_SUPPLIED DATA:_
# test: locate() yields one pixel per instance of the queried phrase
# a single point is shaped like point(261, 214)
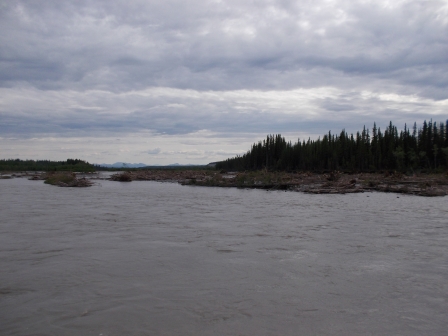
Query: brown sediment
point(329, 183)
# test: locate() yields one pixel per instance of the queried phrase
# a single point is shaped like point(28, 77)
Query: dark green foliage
point(423, 149)
point(46, 165)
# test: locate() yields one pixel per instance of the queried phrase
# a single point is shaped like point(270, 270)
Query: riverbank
point(331, 183)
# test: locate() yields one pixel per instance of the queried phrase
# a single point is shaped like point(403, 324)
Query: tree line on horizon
point(46, 165)
point(416, 149)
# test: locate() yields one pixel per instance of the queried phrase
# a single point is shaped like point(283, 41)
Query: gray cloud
point(83, 68)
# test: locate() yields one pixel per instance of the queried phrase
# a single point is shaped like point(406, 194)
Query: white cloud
point(83, 70)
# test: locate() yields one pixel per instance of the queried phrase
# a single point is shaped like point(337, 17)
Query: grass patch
point(57, 178)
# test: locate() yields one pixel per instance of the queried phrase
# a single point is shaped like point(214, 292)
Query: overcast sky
point(190, 81)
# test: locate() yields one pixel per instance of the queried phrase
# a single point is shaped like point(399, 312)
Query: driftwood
point(332, 183)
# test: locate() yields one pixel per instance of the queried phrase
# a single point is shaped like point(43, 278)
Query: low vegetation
point(66, 179)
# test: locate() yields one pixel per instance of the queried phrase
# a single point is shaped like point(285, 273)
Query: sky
point(193, 82)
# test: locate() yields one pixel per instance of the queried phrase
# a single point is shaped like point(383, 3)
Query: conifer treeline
point(425, 148)
point(46, 165)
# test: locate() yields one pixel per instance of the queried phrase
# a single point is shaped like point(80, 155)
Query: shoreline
point(428, 185)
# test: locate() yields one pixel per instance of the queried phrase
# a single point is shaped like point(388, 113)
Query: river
point(149, 258)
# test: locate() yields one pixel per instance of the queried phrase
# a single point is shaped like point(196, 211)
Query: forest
point(46, 165)
point(423, 149)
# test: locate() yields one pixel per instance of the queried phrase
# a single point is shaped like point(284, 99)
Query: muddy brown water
point(148, 258)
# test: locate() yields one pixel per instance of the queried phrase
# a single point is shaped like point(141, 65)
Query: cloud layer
point(232, 70)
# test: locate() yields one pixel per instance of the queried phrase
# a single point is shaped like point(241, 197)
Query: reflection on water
point(146, 258)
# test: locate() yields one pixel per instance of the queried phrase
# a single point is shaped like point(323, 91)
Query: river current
point(149, 258)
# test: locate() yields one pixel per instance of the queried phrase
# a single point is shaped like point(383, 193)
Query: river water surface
point(148, 258)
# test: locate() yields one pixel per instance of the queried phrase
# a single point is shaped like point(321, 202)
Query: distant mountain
point(122, 165)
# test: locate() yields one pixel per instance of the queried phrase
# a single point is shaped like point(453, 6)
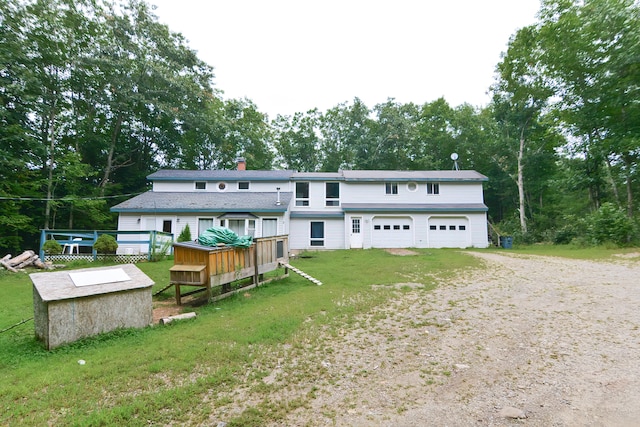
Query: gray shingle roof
point(205, 202)
point(409, 207)
point(219, 175)
point(380, 175)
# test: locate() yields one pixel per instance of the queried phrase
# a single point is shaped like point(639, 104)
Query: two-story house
point(341, 210)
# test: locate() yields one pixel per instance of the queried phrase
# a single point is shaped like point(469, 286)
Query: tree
point(591, 52)
point(297, 141)
point(520, 94)
point(346, 131)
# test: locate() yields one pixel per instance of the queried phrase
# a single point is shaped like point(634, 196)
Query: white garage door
point(392, 232)
point(449, 232)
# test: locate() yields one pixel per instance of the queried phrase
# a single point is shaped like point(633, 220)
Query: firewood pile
point(26, 259)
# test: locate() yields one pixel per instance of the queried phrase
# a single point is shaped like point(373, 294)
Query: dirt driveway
point(528, 341)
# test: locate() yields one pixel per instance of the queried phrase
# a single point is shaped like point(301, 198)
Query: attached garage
point(449, 232)
point(392, 232)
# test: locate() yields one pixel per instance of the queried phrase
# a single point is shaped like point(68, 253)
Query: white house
point(341, 210)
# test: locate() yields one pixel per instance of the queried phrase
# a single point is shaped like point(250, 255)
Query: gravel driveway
point(529, 340)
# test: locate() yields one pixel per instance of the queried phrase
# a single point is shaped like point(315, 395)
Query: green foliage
point(160, 247)
point(105, 244)
point(185, 234)
point(609, 224)
point(52, 247)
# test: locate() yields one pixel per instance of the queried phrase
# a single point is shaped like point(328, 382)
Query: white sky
point(291, 56)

_PROBLEM DESCRIPTION:_
Your reply should hold only the records, duplicated exactly, without any image.

_ANSWER BOX:_
# test: locate() yields one pixel per instance of the queried phrase
# a single point is shaped like point(261, 214)
Query: brown sediment
point(329, 183)
# test: locate() yields one pixel per instance of the queried phrase
# a single point is shaped like point(28, 77)
Query: dark green foliage
point(423, 149)
point(46, 165)
# test: locate() yields one pixel per instance of the queried phrase
# a single point is shaped like point(270, 270)
Query: riverbank
point(331, 183)
# test: locate() yields one pixel per instance of the queried phrase
# a single point is shaped like point(403, 324)
Query: tree line on horizon
point(46, 165)
point(416, 149)
# test: locate() yields one pixel per instance of the queried phrase
# a single point is shaped like point(283, 41)
Query: gray cloud
point(83, 68)
# test: locate() yields one pixel per instance of the queried phrase
# a single point is shaped like point(406, 194)
Query: white cloud
point(83, 70)
# test: locate() yields one pixel per instance of the queried phrase
# a single point is shaped like point(337, 17)
Query: grass patch
point(57, 178)
# test: locate() yields one pixel per instance of the queried phrase
# a single point is shaped like point(214, 292)
Query: overcast sky
point(190, 81)
# test: locate() yields one pixel per instance of the queried phrase
# a single point is shaped like point(399, 312)
Query: driftwood
point(332, 183)
# test: locate() yields one pixel per instance of the queried phrase
# a single point is shaped like point(43, 278)
Query: low vegetation
point(66, 179)
# test: locate() yields one pixel per instance of the queried phrase
# a single point is shaped like point(285, 273)
Query: sky
point(193, 82)
# test: locate() yields one pixel per instance of the queried phrase
# a single point is shaped like point(383, 3)
Query: conifer treeline
point(425, 148)
point(46, 165)
# test: locate() yields one pixel per instance of the queried phrase
# a single point is shaped like point(80, 155)
Query: shoreline
point(428, 185)
# test: locate() yields one pixel per instance of the queried phrase
# a single point is shaped like point(388, 113)
Query: river
point(149, 258)
# test: locate() yields one pixel per instance of the queried phrase
# a single point is shaped like point(196, 211)
Query: forest
point(46, 165)
point(423, 149)
# test: locate() yields one pixel per instance of the queried phrase
# a single point is shaped like point(284, 99)
Query: muddy brown water
point(148, 258)
# test: locate() yields one pixel per instance of the queried phrase
# a single point is shaped like point(141, 65)
Query: cloud layer
point(232, 70)
# test: locate() yields one pixel per instance of the queried phrase
# a single point is shaped like point(241, 197)
Query: reflection on water
point(146, 258)
# test: locate() yields one pixel per instance of the queried phrase
# a single point is shaped like point(323, 91)
Query: river current
point(149, 258)
# test: locate() yields one pixel per instance of the queried phrase
# a single point is shaped like point(383, 193)
Query: river water surface
point(148, 258)
# test: locate() yields one pixel per instance of the queried phrase
# a single point is shaped like point(321, 202)
Query: distant mountain
point(122, 165)
# test: locate() yields one pixel per instance of the queried phrase
# a single point is shaped like point(453, 6)
Query: gray shingle roof
point(205, 202)
point(409, 207)
point(219, 175)
point(380, 175)
# test: locate() yields one pixel per instance of the queried phrase
# a single point is shaped like point(639, 104)
Query: two-story house
point(341, 210)
# test: locate() yields one pixel per instance of the queried phrase
# a single point is shaped like point(469, 286)
Query: tree
point(591, 52)
point(297, 141)
point(520, 94)
point(346, 131)
# test: locate() yields one pixel per instance of the queried phrase
# a single point is shaped like point(634, 196)
Query: white garage door
point(392, 232)
point(449, 232)
# test: locate() yields one pixel per instance of the queried phrase
# a single point is shaped like point(633, 220)
Query: firewood pile
point(26, 259)
# test: locate() yields one pixel per instance of the queried phrase
# a single point is shaped like point(373, 294)
Query: dirt driveway
point(528, 341)
# test: locate() yields one pixel per instance of the queried phrase
# a single point is shaped like point(301, 198)
Query: attached garage
point(449, 232)
point(392, 232)
# test: locate() yields one pixel per instance of the queried phrase
# a single point is shaped like point(68, 253)
Query: white house
point(341, 210)
# test: locate() yields one pixel per instance of the queried phrase
# a single point is shaped like point(250, 255)
Query: gravel driveway
point(529, 340)
# test: locate() yields one pixel per instance of the queried phrase
# a single point is shaped like point(315, 395)
Query: green foliage
point(160, 247)
point(105, 244)
point(185, 234)
point(609, 224)
point(52, 247)
# test: locate() yields one pixel per instance of the queried phrase
# a single point is shaped like point(328, 382)
Query: white sky
point(291, 56)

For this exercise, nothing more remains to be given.